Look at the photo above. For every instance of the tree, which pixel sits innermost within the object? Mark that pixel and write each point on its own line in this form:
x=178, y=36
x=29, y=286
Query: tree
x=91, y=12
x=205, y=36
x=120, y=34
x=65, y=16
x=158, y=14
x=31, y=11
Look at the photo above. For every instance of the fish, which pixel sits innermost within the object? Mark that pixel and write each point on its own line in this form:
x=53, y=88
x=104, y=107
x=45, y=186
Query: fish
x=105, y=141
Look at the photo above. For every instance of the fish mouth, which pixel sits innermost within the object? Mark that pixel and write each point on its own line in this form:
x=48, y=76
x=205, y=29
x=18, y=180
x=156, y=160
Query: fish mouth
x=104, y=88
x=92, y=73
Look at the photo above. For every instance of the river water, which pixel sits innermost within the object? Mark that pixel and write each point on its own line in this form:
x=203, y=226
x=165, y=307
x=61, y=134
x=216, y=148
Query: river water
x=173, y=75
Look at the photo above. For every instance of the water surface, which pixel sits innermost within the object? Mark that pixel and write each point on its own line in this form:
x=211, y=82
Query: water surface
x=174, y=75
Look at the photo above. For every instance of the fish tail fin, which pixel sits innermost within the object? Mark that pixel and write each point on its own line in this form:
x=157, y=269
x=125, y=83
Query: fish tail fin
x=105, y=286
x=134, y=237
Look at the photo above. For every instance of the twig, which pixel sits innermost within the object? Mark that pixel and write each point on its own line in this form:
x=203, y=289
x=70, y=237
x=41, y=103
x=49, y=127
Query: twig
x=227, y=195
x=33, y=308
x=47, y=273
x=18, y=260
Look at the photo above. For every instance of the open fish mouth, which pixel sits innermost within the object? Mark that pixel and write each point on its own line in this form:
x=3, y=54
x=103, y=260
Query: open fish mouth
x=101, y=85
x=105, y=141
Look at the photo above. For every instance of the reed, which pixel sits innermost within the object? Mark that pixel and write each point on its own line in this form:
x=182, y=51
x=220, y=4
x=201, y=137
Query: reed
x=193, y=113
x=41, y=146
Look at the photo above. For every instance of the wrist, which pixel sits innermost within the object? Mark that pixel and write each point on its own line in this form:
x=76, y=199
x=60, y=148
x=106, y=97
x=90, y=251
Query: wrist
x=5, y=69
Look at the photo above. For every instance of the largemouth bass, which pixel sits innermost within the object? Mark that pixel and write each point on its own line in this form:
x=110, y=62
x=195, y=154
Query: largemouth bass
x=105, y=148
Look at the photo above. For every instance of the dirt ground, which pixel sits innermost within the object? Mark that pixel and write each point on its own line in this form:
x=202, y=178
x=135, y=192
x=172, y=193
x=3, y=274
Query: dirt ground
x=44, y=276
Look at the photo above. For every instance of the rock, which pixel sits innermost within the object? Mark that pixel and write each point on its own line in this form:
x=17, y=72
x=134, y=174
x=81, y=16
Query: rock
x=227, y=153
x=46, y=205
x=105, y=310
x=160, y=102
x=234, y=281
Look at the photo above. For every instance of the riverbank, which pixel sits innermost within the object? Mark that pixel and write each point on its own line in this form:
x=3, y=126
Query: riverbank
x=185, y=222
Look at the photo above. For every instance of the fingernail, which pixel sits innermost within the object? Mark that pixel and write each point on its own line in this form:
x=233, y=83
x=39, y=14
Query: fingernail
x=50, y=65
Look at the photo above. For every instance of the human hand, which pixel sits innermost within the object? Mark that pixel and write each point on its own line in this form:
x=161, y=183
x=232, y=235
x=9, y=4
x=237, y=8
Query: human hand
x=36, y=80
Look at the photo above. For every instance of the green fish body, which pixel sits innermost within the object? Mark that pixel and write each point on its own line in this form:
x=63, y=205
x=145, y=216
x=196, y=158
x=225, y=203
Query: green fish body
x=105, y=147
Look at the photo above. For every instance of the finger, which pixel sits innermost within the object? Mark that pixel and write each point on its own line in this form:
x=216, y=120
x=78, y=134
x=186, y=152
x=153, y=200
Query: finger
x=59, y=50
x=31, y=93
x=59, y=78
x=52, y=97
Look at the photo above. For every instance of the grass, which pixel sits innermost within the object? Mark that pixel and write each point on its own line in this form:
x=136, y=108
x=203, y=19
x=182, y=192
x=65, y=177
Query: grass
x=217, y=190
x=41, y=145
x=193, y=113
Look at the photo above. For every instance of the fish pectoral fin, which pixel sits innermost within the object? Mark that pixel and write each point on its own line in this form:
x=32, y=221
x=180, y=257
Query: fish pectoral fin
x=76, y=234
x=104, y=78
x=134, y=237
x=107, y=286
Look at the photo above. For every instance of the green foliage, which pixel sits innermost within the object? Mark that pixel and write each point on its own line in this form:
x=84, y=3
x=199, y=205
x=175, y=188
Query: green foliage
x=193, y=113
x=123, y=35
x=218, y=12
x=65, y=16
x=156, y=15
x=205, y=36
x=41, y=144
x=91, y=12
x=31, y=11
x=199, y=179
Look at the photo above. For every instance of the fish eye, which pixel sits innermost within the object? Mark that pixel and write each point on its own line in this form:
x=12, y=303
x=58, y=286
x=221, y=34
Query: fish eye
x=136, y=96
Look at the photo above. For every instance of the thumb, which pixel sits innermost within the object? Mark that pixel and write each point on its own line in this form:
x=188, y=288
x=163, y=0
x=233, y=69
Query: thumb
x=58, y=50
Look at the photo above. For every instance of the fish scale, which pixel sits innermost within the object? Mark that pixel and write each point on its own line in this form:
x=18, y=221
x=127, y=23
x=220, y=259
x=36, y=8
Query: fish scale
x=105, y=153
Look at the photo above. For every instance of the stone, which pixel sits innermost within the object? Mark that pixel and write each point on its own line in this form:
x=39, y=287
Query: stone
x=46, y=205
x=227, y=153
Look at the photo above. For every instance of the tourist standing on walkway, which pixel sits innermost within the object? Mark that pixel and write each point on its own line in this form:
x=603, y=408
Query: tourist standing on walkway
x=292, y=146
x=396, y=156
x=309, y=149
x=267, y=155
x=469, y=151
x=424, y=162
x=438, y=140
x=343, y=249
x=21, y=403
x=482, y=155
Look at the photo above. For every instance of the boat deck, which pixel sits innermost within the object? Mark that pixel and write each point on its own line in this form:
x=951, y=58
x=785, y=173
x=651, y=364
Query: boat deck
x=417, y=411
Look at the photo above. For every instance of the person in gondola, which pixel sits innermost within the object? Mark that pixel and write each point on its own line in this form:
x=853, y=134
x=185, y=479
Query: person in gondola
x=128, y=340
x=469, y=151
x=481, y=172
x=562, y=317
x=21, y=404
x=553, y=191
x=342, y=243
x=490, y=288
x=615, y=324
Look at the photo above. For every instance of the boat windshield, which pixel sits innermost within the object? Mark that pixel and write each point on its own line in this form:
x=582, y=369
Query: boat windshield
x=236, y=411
_ _ _
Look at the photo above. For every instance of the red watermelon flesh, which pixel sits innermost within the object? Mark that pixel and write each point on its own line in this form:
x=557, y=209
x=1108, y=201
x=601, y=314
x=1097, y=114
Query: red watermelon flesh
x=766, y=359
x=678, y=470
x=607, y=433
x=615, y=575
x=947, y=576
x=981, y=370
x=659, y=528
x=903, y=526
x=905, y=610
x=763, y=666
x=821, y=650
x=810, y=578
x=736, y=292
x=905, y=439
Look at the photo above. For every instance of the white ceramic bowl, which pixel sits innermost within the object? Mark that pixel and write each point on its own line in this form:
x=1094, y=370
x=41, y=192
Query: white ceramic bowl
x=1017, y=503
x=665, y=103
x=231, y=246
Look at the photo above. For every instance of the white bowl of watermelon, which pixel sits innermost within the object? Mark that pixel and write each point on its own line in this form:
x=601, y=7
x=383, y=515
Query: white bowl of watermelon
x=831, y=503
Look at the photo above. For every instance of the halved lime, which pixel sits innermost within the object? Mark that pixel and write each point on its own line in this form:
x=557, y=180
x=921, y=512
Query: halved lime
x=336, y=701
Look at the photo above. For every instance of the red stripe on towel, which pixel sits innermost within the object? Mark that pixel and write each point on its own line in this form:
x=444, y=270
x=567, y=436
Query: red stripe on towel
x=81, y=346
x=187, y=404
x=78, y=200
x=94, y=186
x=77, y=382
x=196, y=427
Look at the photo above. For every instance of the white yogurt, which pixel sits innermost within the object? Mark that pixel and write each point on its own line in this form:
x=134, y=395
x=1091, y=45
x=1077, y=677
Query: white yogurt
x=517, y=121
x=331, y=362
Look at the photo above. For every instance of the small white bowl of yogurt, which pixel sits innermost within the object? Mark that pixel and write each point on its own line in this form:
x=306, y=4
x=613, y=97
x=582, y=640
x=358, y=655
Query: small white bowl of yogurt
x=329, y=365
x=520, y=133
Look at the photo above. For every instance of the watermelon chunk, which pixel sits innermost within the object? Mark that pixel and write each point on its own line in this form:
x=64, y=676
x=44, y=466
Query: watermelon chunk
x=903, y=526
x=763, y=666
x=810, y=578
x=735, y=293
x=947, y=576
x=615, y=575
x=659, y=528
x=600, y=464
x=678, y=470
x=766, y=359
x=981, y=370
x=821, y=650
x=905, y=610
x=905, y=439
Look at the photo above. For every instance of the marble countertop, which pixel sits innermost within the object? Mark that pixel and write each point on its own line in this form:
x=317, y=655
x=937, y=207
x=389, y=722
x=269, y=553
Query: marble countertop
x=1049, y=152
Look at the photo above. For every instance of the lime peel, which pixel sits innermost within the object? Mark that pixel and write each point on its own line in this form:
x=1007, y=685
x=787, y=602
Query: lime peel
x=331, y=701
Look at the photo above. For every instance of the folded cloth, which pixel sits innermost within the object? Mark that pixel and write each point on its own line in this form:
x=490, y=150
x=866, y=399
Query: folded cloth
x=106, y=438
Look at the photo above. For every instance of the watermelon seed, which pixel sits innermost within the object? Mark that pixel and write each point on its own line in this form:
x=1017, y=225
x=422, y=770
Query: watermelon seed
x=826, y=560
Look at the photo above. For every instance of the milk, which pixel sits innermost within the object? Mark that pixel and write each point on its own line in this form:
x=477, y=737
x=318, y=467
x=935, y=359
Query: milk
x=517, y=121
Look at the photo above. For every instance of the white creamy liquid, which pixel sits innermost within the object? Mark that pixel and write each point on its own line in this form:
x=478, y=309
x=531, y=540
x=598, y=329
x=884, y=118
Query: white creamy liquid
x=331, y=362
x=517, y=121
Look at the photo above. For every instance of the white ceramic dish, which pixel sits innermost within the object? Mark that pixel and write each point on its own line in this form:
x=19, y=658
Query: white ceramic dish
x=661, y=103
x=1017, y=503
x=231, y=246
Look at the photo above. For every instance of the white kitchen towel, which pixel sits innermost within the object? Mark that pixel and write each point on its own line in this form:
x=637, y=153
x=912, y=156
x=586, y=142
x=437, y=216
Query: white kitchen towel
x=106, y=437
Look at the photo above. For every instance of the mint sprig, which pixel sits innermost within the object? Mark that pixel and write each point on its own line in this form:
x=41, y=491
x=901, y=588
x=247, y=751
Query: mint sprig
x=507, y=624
_ _ _
Copy the data between the lines holding "Look at the photo above. For every instance of the dirt" and "x=234, y=281", inclusive, and scale each answer coordinate by 0.6, rounding to whole numbers with halves going up. Keep every other line and number as it is, including the sample coordinates that show the format.

Look at the photo above. For every instance of the dirt ground, which pixel sits innermost within the object? Mark that pixel and write each point on its own line in this form:
x=202, y=178
x=135, y=192
x=172, y=193
x=3, y=274
Query: dirt ground
x=26, y=166
Look at the photo above. For every instance of the rock, which pixel sits innermost within the object? Mark that pixel and write each point on its own line in this form:
x=17, y=72
x=134, y=174
x=81, y=16
Query: rock
x=136, y=92
x=28, y=123
x=63, y=186
x=96, y=61
x=140, y=169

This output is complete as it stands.